**Jobs**
(a) In the forum thread about generated code in cONNXr, what reason is given for operator sets being a must have?
(b) Continue the forum thread about generated code in cONNXr from the point where it stops.

Related to the recently merged PR #10 and ongoing work in #11 @nopeslide

I think we have to stop for a moment and reconsider some of the things that we are doing. Are they worth?

good idea

Recap of what we've done

* Both of us liked the idea of being able to access the inputs and attributes with `inputs->X` or `attributes->kernel_shape`. This is really convenient and since the values are preresolved, we don't waste time in searching for the tensors/attributes (don't really know if this wasted time is that relevant though).

* To achieve the previous point we have to autogenerate a lot of code. All these operator specific contexts, all this new structures and stuff on top. I think it is starting to accumulate. Also, as we discussed we would need even more generated code to resolve the i/o/attributes, because we need some context specific information (see [the discussion](https://github.com/alrevuelta/cONNXr/pull/10#issuecomment-623141281)).

Do we generate so much code?
We generate

  • operator sets
    • must have, because we have to find the operators
    • depends on resolver
  • typed operators & type resolver
    • nice to have, so we do not need to implement complex type switches inside the operator
    • depends on context
  • sanity checks
    • optional, so we can do basic validation of operator arguments
    • could be repurposed/renamed to generate the context
    • depends on context
  • context structs
    • optional, should improve speed, readability and ease of operator implementation
    • generation is only needed for attributes (iirc tensors are position dependent, attributes are key/value pairs)

**Items**
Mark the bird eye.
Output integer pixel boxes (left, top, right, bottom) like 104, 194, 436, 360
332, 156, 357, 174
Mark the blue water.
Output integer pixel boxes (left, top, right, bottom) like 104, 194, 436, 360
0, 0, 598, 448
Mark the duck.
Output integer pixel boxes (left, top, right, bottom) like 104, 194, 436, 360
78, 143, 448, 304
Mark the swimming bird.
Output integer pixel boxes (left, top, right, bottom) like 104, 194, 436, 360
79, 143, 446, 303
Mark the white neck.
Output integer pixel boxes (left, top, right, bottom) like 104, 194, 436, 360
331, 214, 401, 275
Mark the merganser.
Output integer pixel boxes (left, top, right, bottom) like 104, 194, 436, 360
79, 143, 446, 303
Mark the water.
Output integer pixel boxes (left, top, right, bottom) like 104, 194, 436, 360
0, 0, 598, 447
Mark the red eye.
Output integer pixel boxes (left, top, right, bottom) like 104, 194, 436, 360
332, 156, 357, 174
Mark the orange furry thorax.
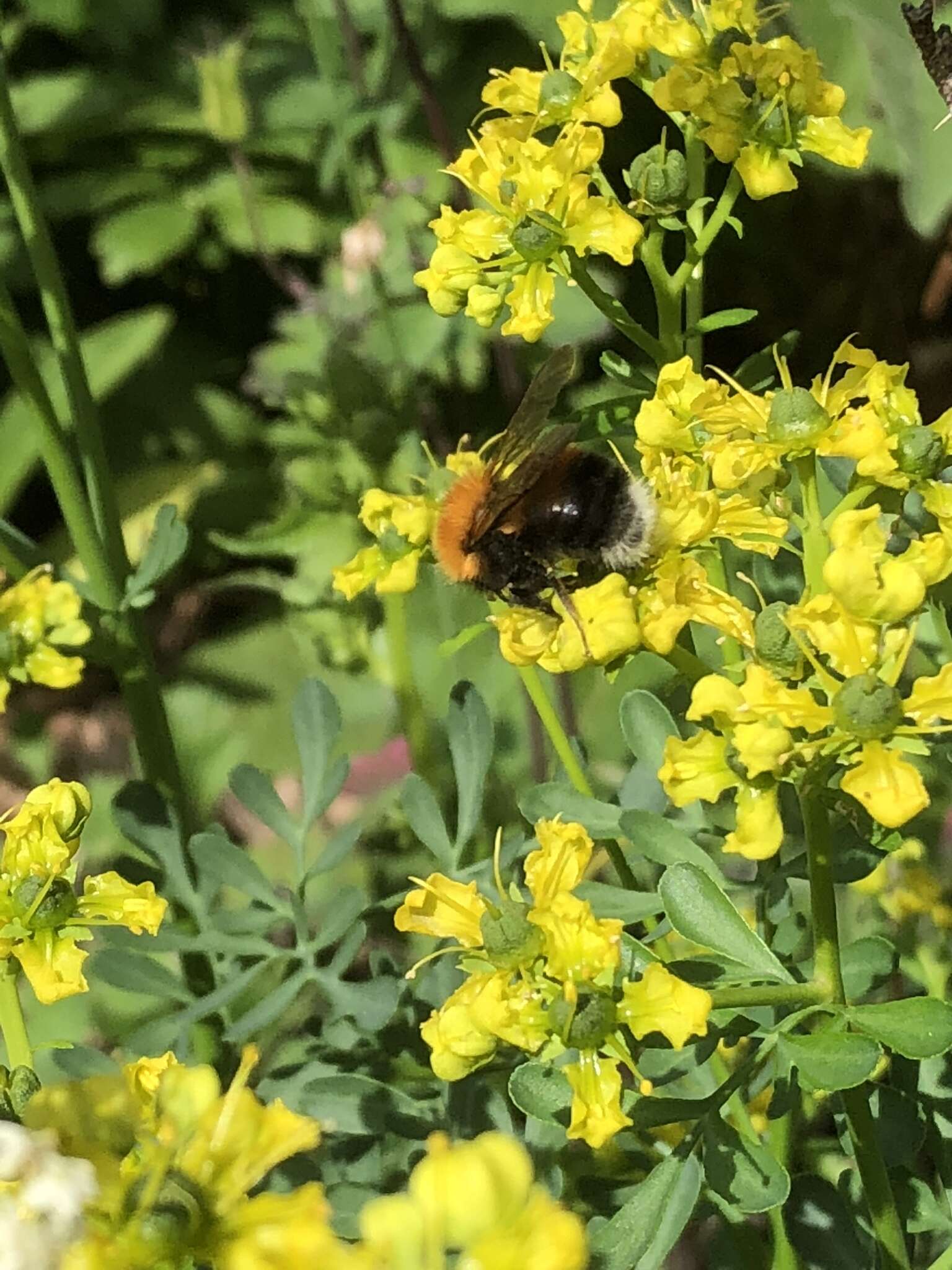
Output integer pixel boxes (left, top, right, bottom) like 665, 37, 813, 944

* * *

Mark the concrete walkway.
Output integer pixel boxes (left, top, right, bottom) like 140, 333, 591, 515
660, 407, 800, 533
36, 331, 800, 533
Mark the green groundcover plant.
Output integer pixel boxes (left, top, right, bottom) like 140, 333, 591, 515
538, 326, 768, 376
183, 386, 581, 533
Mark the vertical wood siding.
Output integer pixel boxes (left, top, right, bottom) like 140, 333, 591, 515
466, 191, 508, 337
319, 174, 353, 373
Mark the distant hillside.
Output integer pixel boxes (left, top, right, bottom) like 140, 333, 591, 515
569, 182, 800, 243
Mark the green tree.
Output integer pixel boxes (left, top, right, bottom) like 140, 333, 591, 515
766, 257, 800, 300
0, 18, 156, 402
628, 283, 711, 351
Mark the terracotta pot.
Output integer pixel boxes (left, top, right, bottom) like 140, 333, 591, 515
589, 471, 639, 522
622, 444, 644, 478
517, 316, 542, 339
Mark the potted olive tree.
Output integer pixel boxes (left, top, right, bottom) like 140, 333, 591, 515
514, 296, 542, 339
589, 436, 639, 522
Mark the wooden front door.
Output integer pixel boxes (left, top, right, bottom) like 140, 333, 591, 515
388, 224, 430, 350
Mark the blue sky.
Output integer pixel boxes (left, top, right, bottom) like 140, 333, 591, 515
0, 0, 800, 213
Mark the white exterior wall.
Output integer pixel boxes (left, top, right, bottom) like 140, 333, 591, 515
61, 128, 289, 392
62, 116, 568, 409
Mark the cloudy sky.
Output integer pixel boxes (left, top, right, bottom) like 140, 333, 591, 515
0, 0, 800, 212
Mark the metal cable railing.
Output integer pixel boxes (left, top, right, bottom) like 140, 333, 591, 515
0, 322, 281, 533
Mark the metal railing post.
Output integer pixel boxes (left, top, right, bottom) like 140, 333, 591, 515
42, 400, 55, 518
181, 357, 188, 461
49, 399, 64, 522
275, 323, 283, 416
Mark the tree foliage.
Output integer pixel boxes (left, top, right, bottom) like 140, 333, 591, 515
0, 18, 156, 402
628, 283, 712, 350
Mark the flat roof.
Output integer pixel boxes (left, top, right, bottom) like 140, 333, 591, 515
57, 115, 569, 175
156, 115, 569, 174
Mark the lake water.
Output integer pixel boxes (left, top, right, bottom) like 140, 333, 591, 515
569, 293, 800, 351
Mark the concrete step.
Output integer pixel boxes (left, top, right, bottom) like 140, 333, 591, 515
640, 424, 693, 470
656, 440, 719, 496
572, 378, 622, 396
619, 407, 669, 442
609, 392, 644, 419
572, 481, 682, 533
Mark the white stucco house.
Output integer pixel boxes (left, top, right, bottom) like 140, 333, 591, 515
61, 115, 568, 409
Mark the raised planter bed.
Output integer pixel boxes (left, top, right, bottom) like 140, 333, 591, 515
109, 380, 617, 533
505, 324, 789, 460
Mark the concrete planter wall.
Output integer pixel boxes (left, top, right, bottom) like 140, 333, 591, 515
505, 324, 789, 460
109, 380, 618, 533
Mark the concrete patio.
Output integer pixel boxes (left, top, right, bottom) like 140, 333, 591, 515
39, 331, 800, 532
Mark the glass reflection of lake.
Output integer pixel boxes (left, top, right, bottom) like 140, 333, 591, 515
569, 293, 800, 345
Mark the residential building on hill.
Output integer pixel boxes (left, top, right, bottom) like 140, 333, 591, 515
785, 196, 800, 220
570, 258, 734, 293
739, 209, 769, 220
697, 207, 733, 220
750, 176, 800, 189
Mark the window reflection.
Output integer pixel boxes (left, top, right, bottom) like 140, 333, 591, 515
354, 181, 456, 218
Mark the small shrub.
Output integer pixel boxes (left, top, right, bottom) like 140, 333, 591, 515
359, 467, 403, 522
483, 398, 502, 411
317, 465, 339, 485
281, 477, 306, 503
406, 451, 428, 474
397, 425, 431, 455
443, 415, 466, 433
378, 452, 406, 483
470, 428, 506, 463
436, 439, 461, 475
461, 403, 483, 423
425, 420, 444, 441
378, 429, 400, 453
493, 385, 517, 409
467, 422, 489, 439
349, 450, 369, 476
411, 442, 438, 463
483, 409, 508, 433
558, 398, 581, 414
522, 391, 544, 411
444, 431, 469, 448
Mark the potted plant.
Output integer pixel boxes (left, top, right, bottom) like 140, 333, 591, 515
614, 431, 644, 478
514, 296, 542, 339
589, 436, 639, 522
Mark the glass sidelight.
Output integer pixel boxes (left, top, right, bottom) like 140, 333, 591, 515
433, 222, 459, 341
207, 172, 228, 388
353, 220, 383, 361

--

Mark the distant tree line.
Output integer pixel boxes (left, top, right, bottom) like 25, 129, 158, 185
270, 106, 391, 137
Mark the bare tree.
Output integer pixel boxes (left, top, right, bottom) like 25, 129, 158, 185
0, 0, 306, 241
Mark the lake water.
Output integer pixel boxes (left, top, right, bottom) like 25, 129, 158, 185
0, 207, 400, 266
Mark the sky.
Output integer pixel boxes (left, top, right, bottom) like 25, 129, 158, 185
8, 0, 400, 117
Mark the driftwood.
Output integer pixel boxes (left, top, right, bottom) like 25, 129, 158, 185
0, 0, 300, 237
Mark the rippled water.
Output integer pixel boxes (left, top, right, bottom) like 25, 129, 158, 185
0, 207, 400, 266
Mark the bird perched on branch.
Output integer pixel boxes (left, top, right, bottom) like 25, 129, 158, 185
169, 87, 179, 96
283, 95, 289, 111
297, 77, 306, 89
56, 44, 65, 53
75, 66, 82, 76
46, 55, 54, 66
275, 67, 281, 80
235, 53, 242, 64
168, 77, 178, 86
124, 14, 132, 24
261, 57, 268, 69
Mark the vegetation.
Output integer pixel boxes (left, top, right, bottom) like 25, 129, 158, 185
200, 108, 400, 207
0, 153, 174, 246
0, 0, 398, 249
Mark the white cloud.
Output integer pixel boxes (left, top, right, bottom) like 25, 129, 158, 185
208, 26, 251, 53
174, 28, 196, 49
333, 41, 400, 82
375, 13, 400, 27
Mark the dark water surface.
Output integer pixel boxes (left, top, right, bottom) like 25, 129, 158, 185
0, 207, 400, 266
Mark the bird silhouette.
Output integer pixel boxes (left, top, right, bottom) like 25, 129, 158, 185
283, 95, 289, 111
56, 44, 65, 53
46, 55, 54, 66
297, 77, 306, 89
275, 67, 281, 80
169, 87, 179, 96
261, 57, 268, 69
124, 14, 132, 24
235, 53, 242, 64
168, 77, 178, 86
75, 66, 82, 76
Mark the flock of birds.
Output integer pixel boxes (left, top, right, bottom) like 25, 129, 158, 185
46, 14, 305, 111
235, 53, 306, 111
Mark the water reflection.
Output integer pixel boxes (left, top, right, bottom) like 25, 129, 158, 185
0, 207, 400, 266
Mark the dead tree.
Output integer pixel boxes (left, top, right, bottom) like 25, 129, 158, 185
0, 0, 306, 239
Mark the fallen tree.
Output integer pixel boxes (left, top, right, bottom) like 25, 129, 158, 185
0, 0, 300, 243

**Responses**
(a) Operator sets are a must have because the operators have to be found.

(b)
* Based on this I think we need to reconsider the solution. The trade off is quite clear I would say. Friendly way of accessing the inputs and attributes with increasing complexity or less friendly way of accessing them but way simpler. I am a very pragmatical person, and I think the second option is better.

I see your point.
I already reduced complexity for the sanity checks by 'only' generating configurations for a generic check function, would do the same for the context generation or even repurpose the check function to fill these lists (since the functionality would be the same).
Further, having a nice interface for these operators may invite people to implement some.

My new approach

* We already have a nice structure that we have neglected `_Onnx__NodeProto`. It contains all the information that we need for running a operator. Well, we don't have the `TensorProto` but maybe we can build something on top.

Absolutely with you

We already have this:

struct  _Onnx__NodeProto
{
  ProtobufCMessage base;
  size_t n_input;
  char **input;
  size_t n_output;
  char **output;
  char *name;
  char *op_type;
  char *domain;
  size_t n_attribute;
  Onnx__AttributeProto **attribute;
  char *doc_string;
};

We can use it to build this:

struct node_context
{
    _Onnx_NodeProto      *onnx_node;  /* onnx node proto, as it is */
    _Onnx__TensorProto **inputs;         /* resolved inputs, matching the ones in nodeproto */
    _Onnx__TensorProto **outputs;      /* same for the outputs */
    operator_executer       resolved_operator;  /* resolved operator that runs on that node */
}

would include the resolver function here, so we can separate the steps

  1. finding resolver in set structure
  2. resolving operator to type specific one
    • this can only be done if the input tensors are already existing

how about I simplify the context structs to a simple list of named pointers (length is encoded inside the onnx node struct)?
this would yield the same usability improvements and reduce the amount of generation.

* So we can keep the initial idea of resolving the operators before running inference, so we already know which function to call for each node.

Still a big fan of this.

* We will have to search among the inputs/output/attributes by name, but this is usually a rather low number (3-5). Don't think we will lose that much performance. Some operators are running convolutions which are O(n^4) at least which is really the bottleneck here.

If we resolve everything before executing the nodes, why stopping to resolve everything?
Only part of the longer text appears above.